(SUPPLIED PASSAGE):
────────
Personal information
- Full name: Petar Borota
- Date of birth: 5 March 1952
- Place of birth: Belgrade, PR Serbia, Yugoslavia
- Date of death: 12 February 2010 (aged 57)
- Place of death: Genoa, Italy
- Height: 1.82 m (5 ft 11+1⁄2 in)
- Position: Goalkeeper

Senior career*
- Years: Team / Apps / (Gls)
- 1969–1976: OFK Beograd / 131 / (0)
- 1976–1979: Partizan / 77 / (0)
- 1979–1982: Chelsea / 107 / (0)
- 1982: Brentford / 0 / (0)
- 1982–1983: Portimonense / 7 / (0)
- 1983–1984: Boavista / 15 / (0)
- 1984–1985: Porto / 0 / (0)
- 1986: Boavista / 0 / (0)
- Total:  / 337 / (0)

International career
- 1977–1978: Yugoslavia / 4 / (0)

= Petar Borota =

Serbian footballer (1952–2010)
────────
(MATERIAL SUPPLIED):

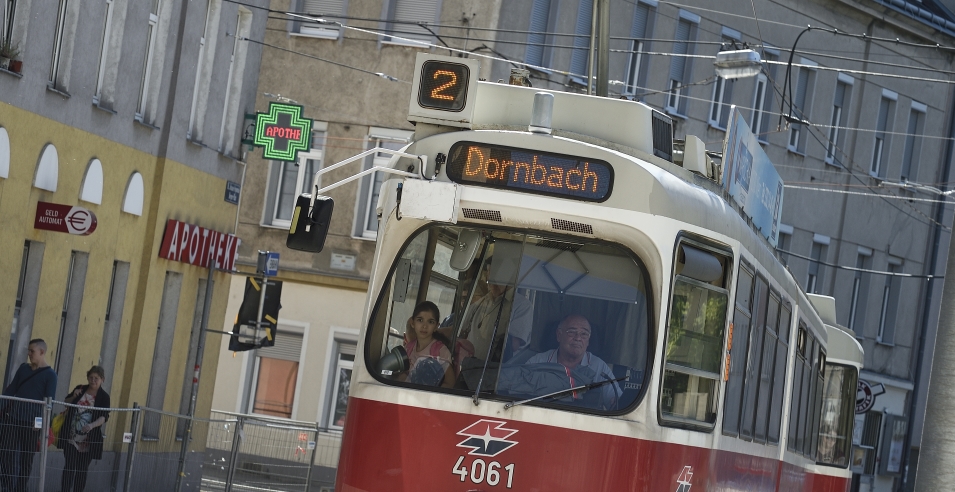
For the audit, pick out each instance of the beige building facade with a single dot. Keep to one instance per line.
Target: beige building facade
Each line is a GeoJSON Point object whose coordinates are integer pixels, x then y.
────────
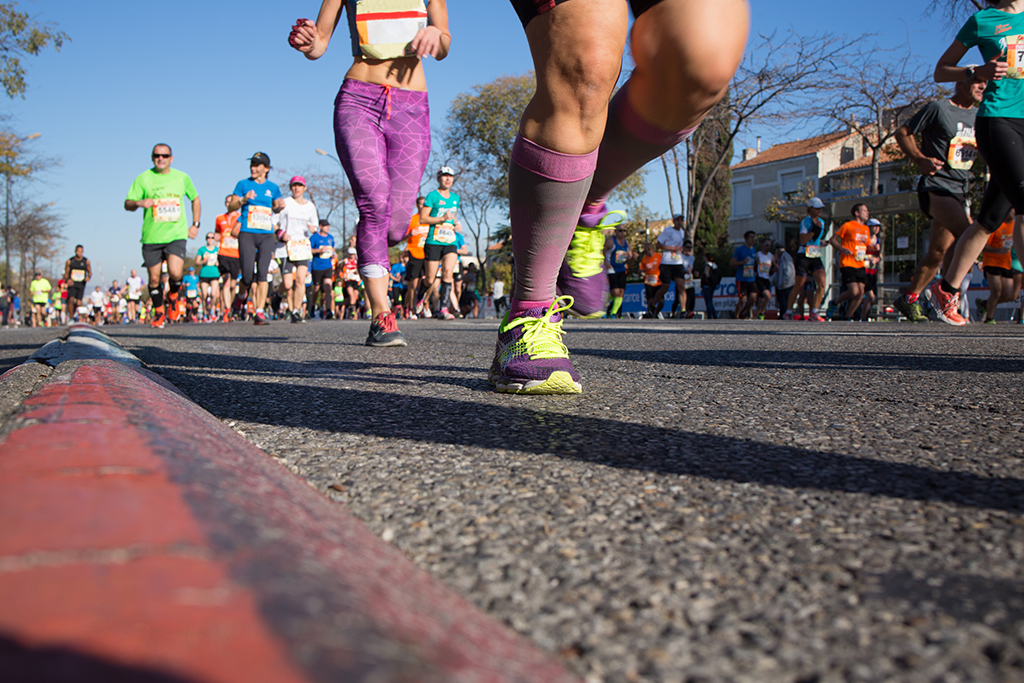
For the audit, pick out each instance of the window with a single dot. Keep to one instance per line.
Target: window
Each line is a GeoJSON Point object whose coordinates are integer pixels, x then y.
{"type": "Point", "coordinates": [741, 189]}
────────
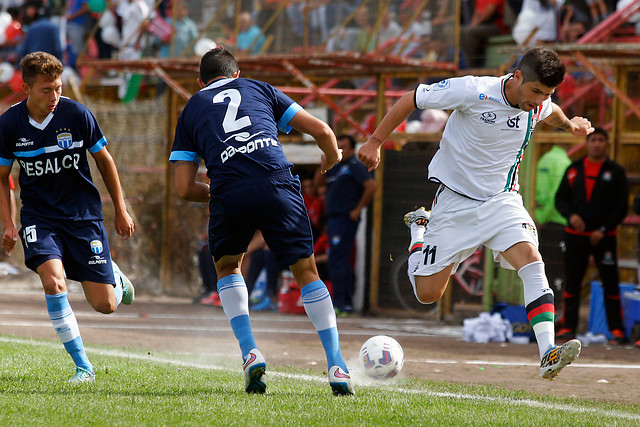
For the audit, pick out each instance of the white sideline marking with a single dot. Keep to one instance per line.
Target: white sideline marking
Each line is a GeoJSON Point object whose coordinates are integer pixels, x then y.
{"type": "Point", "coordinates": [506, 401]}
────────
(PROBLEMS TO WORK ON):
**a.** Answer these from the Petar Borota profile:
(i) Where was he born?
(ii) Which team did he play for from 1979 to 1982, and how many appearances did he make there?
(iii) How many appearances did he make for Yugoslavia?
**b.** Extract the part of the Petar Borota profile from "Senior career*" up to and including "Boavista / 0 / (0)", copied exactly.
Rely only on the Petar Borota profile, not the listing.

(SOLUTION LIST):
**a.**
(i) Belgrade, PR Serbia, Yugoslavia
(ii) Chelsea, 107 appearances
(iii) 4

**b.**
Senior career*
- Years: Team / Apps / (Gls)
- 1969–1976: OFK Beograd / 131 / (0)
- 1976–1979: Partizan / 77 / (0)
- 1979–1982: Chelsea / 107 / (0)
- 1982: Brentford / 0 / (0)
- 1982–1983: Portimonense / 7 / (0)
- 1983–1984: Boavista / 15 / (0)
- 1984–1985: Porto / 0 / (0)
- 1986: Boavista / 0 / (0)